Desde 1999 a Taxa Referencial - TR vem apresentando percentuais reduzidos de correção, por vezes menores que 1% (um por cento) ao ano, distanciando-se expressivamente dos índices de inflação, IPC-Fipe ou IPCA-IBGE. Por isso, o índice TR não pode ser equiparado à real inflação.
Por força do art. 13 da lei 8.036/90, os depósitos efetuados nas contas vinculadas ao FGTS são corrigidos pela TR. Consequentemente, os depósitos no FGTS vêm, ano a ano, perdendo seu valor econômico.
Segundo a Corte Especial do STJ, a correção monetária é um mecanismo de manutenção do poder aquisitivo da moeda. Corrigir o valor nominal da obrigação representa manter, no tempo, o seu poder de compra original, alterado pelas oscilações inflacionárias positivas e negativas ocorridas no período. (REsp 1.265.580/RS).
Considerando que a TR não reflete a real inflação e, por isso, não mantem o poder aquisitivo da moeda, não pode ser utilizada como índice de correção monetária, especialmente em se tratando de depósitos vinculados ao FGTS.
A manutenção da TR como índice de correção do FGTS e a consequente perda do seu poder aquisitivo causa duplo prejuízo à sociedade: de um lado, reduz a cobertura dos trabalhadores no caso da perda de emprego e, de outro, reduz o capital disponível para realização de políticas públicas, como o financiamento imobiliário.

Entradas de formas rotuladas
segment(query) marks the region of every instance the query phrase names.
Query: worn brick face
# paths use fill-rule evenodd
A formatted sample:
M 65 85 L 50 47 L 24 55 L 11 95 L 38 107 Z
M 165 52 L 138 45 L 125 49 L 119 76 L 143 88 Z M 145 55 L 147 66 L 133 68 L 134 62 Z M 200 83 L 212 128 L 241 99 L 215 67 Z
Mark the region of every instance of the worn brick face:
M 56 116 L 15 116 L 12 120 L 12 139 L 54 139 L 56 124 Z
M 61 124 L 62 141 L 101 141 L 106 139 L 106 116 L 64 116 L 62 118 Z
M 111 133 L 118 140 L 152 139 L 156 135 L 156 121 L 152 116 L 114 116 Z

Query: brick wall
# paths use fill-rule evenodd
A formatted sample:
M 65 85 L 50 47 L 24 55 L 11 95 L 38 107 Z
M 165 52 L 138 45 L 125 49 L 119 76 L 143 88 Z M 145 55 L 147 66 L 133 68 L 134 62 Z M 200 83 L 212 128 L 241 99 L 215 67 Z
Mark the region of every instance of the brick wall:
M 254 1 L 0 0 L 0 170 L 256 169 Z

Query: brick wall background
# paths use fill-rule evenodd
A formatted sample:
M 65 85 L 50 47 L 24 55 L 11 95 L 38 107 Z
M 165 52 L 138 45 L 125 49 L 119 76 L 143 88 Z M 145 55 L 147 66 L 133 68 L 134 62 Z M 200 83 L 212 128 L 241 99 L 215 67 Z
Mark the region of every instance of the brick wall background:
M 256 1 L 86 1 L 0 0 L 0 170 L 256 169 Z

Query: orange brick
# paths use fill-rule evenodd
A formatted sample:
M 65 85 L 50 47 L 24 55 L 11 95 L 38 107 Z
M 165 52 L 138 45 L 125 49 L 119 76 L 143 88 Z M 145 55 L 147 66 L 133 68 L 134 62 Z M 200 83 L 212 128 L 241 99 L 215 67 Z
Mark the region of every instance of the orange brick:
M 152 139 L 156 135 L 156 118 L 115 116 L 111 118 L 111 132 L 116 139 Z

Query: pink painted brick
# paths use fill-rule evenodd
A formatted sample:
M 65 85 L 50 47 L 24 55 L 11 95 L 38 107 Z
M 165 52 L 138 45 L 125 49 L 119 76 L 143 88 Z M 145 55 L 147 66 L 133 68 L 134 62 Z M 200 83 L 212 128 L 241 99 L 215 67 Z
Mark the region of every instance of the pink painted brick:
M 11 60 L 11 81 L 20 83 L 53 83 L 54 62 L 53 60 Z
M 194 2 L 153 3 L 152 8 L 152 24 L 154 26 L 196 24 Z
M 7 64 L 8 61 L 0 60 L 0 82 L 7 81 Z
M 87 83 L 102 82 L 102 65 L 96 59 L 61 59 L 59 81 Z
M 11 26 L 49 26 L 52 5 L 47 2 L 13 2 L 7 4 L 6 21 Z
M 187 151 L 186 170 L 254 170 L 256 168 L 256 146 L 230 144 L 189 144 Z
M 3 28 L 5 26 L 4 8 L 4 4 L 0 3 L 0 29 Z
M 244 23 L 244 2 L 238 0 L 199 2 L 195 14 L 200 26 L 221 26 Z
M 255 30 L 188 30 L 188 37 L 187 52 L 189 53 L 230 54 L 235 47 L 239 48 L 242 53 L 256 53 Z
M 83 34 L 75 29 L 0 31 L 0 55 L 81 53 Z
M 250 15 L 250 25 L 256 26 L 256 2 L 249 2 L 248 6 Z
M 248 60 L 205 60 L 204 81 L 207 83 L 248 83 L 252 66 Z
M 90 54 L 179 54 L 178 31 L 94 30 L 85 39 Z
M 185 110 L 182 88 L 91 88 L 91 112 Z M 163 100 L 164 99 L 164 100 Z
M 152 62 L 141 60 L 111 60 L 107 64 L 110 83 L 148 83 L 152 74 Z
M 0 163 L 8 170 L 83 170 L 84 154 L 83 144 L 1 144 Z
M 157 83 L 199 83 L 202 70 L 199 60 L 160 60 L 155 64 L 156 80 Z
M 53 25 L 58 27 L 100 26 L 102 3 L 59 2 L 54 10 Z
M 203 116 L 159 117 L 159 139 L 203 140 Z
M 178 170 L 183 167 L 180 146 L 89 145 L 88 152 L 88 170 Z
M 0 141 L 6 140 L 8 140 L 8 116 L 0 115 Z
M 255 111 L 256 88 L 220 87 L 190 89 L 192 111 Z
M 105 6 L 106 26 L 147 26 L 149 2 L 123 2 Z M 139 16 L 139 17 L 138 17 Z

**PROBLEMAS A RESOLVER**
• a. Atualize a parte do trecho sobre a correção do FGTS que começa em "Desde 1999 a" e termina em "seu valor econômico.", substituindo "depósitos" por "saldos".
• b. Segundo o trecho sobre a correção do FGTS, qual dispositivo legal determina que os depósitos nas contas vinculadas ao FGTS sejam corrigidos pela TR?
• c. Diga se cada afirmação a seguir está de acordo com o trecho sobre a correção do FGTS, respondendo sim ou não e citando as palavras do trecho que decidem a resposta:
(i) A TR tem apresentado percentuais reduzidos de correção desde 1999.
(ii) Para a Corte Especial do STJ, a correção monetária serve para aumentar o poder aquisitivo da moeda.
(iii) A perda do poder aquisitivo do FGTS reduz o capital disponível para políticas públicas.
As entradas não têm relação com o trecho sobre a correção do FGTS.

**RESPOSTAS DAS TAREFAS**
• a.
Desde 1999 a Taxa Referencial - TR vem apresentando percentuais reduzidos de correção, por vezes menores que 1% (um por cento) ao ano, distanciando-se expressivamente dos índices de inflação, IPC-Fipe ou IPCA-IBGE. Por isso, o índice TR não pode ser equiparado à real inflação.
Por força do art. 13 da lei 8.036/90, os saldos efetuados nas contas vinculadas ao FGTS são corrigidos pela TR. Consequentemente, os saldos no FGTS vêm, ano a ano, perdendo seu valor econômico.

• b. O art. 13 da lei 8.036/90.

• c.
(i) Sim: "Desde 1999 a Taxa Referencial - TR vem apresentando percentuais reduzidos de correção".
(ii) Não: "a correção monetária é um mecanismo de manutenção do poder aquisitivo da moeda".
(iii) Sim: "reduz o capital disponível para realização de políticas públicas".